Locate every line in the records below that contains the word "hedge", and copy each of those lines.

--- --- ---

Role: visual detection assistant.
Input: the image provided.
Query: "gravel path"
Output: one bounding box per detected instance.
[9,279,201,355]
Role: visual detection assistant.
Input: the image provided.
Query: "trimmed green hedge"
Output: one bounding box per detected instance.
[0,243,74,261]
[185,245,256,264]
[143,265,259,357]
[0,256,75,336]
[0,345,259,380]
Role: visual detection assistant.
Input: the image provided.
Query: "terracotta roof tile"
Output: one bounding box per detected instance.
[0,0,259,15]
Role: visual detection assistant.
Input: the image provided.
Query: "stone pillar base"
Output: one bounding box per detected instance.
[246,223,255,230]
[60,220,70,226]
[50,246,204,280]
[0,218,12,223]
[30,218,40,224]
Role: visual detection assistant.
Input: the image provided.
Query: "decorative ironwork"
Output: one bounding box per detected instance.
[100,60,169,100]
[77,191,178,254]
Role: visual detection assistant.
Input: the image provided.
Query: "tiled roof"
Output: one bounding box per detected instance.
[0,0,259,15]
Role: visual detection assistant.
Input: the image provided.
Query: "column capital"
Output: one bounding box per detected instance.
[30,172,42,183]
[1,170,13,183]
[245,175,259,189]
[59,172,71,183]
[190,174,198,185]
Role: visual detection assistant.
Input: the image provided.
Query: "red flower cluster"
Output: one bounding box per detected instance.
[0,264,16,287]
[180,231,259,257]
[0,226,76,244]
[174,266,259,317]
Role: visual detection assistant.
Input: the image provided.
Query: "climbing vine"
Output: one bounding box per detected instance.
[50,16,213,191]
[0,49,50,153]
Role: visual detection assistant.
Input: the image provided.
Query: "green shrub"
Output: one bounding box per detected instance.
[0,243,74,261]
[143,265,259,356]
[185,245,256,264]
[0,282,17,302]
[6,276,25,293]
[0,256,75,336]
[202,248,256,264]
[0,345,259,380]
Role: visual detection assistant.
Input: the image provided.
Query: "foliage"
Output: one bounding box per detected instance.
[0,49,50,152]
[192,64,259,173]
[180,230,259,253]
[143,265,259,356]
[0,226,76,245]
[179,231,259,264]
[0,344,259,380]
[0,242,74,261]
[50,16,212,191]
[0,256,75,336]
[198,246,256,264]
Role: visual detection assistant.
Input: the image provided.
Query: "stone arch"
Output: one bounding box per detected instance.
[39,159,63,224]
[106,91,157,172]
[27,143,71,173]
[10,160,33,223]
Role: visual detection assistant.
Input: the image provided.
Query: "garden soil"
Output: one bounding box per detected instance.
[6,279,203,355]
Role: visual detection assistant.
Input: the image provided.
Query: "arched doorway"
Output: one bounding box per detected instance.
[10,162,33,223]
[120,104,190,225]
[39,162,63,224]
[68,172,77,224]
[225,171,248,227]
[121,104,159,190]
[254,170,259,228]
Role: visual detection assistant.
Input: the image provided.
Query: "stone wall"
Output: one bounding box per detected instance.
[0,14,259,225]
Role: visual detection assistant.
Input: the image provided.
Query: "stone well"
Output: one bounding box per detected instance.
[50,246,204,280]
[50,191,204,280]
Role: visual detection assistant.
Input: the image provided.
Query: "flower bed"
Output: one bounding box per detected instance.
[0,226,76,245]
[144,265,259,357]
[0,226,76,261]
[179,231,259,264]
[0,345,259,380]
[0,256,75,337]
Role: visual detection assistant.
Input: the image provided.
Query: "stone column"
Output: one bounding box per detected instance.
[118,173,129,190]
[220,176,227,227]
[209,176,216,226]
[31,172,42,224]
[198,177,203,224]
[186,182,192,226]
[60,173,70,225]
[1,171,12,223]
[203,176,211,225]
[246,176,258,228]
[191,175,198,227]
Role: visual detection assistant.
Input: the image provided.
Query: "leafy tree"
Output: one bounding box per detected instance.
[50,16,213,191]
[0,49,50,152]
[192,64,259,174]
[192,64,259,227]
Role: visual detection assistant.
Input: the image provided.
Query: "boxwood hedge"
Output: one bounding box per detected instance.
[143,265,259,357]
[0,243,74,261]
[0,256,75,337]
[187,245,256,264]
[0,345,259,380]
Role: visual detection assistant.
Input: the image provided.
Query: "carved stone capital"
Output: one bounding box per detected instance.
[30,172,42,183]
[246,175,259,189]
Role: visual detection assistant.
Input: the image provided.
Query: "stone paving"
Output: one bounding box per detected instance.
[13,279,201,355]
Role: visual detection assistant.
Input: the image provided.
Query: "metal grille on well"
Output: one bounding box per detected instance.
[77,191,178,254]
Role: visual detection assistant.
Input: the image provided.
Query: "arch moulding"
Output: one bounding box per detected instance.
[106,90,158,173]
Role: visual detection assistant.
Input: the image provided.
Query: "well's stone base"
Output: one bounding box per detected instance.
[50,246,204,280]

--- --- ---

> Result
Query: "trimmed green hedge"
Query: "boxwood hedge"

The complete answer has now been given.